* _Data shown_
· · ·
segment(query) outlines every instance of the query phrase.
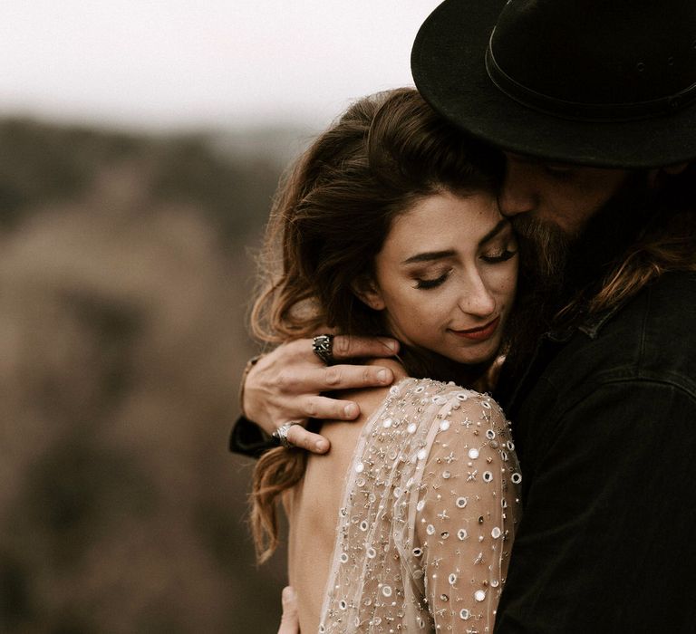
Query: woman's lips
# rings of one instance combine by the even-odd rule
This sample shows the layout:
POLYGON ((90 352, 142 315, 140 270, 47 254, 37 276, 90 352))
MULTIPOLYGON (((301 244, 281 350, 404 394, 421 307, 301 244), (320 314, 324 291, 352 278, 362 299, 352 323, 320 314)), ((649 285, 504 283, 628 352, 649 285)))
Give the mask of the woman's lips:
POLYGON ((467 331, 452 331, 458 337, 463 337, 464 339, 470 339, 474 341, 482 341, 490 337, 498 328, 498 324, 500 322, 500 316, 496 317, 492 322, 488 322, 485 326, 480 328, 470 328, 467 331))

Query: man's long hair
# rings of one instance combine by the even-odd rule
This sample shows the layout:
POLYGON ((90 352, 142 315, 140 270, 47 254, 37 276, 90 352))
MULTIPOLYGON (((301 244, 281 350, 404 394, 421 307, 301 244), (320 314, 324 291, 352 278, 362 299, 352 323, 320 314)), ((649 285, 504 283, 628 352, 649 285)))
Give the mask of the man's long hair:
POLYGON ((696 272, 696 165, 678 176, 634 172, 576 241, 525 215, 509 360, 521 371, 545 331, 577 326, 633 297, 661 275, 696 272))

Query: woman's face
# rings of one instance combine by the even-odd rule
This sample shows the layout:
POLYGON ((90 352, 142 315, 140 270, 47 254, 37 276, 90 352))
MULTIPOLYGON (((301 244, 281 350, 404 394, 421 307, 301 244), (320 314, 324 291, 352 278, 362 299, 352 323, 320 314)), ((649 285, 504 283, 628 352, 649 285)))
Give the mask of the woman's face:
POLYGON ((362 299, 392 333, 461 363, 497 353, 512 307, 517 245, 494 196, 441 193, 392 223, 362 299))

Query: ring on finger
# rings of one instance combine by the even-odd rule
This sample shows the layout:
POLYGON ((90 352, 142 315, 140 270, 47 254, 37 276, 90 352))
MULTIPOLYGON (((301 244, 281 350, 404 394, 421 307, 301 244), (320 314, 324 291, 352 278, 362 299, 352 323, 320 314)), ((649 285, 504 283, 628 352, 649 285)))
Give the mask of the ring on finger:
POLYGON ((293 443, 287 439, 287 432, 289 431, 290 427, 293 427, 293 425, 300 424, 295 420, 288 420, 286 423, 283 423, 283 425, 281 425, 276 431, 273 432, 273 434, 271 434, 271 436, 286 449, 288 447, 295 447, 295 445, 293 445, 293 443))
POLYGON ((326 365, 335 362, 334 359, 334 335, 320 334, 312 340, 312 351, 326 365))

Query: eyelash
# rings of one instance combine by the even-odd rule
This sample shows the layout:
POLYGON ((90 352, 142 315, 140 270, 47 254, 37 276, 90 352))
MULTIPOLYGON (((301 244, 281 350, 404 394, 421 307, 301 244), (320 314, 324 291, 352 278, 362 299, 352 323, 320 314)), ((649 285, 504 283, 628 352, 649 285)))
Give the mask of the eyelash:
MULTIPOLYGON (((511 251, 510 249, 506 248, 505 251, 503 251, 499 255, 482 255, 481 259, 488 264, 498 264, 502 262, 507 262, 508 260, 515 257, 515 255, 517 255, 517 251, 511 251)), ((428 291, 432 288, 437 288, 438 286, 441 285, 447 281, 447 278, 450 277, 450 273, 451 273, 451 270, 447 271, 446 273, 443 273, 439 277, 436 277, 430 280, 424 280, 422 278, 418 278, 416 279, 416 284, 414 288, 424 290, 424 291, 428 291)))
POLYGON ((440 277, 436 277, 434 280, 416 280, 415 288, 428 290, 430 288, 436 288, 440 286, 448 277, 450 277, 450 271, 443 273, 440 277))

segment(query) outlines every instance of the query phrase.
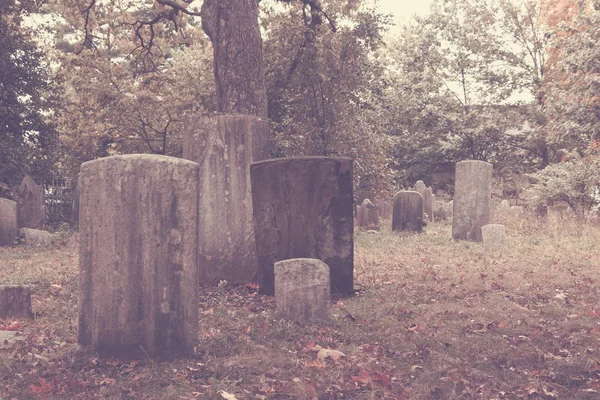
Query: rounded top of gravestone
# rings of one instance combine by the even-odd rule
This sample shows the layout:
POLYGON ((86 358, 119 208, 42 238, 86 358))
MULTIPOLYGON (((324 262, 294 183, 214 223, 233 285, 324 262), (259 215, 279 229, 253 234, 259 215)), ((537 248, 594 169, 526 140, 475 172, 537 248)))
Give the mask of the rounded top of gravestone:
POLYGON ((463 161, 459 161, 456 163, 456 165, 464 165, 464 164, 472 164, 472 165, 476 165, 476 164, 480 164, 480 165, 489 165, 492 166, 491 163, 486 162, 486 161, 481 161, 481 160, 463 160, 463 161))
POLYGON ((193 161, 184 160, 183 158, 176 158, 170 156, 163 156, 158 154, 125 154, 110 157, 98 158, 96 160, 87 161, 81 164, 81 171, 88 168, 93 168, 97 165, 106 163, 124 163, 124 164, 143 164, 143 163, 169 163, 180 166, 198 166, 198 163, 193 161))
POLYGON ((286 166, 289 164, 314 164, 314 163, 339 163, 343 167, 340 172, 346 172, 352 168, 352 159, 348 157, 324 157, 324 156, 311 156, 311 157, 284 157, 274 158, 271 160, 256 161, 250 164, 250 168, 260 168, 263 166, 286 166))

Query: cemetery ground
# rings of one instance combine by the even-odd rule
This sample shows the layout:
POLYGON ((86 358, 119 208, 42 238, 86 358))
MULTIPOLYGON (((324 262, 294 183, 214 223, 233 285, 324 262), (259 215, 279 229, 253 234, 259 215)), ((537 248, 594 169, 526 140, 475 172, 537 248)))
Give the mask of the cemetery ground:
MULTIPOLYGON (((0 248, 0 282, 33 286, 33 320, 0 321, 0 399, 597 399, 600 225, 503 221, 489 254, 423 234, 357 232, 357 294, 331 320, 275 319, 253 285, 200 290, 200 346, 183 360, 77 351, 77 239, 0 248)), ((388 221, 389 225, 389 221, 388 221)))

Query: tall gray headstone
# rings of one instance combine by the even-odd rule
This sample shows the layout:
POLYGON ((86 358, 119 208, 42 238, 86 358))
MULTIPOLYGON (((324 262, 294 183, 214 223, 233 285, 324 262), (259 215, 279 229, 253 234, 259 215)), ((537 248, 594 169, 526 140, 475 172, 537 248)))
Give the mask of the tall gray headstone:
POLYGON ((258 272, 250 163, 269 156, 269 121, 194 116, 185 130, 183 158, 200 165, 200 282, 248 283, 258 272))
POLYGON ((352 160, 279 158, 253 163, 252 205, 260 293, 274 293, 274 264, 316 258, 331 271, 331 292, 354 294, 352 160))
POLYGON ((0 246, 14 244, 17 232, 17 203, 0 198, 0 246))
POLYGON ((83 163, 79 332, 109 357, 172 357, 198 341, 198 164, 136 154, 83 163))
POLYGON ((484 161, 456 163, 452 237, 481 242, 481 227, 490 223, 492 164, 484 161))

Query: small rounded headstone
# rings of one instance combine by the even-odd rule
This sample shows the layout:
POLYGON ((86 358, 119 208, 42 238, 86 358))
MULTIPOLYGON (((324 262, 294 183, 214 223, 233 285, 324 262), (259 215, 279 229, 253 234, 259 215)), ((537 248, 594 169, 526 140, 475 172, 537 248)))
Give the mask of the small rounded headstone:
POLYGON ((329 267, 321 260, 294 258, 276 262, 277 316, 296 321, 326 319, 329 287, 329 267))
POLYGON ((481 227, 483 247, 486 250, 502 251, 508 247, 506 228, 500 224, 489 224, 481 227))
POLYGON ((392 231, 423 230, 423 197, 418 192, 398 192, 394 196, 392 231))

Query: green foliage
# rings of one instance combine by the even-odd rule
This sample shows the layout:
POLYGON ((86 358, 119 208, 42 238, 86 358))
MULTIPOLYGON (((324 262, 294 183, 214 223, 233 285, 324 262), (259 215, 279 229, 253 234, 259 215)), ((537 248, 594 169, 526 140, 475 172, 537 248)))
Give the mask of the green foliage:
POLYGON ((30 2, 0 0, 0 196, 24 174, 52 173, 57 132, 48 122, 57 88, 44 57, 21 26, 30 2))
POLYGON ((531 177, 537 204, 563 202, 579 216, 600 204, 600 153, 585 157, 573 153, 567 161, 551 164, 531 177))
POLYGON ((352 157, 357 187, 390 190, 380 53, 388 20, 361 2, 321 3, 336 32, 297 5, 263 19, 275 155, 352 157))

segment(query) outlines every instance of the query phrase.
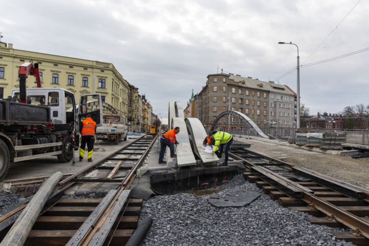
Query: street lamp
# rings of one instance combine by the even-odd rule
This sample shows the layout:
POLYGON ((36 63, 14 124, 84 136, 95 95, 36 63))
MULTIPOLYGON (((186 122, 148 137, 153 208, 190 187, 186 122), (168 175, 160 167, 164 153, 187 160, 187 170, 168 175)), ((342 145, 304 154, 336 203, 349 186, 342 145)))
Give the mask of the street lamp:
· · ·
* _Task statement_
Recast everything from the row with "Query: cemetery ground" down to the row with "MULTIPOLYGON (((0 248, 0" as a numbered list, leaving out blank lines.

* _Full output_
1. Query: cemetery ground
2. # rings of one instance combine by the even-odd rule
3. This sample shows the layout:
4. POLYGON ((86 358, 119 208, 42 238, 86 358))
5. MULTIPOLYGON (((324 262, 294 183, 214 223, 233 285, 324 262), (259 215, 279 229, 253 234, 259 215)), ((537 248, 594 169, 526 140, 475 172, 537 248)))
6. Give the mask of the cemetery ground:
7. MULTIPOLYGON (((0 248, 0 282, 33 286, 33 320, 0 321, 0 399, 597 399, 600 225, 503 221, 489 254, 423 234, 357 232, 357 294, 331 320, 275 319, 253 285, 200 290, 200 346, 183 360, 77 351, 77 239, 0 248)), ((388 221, 389 225, 389 221, 388 221)))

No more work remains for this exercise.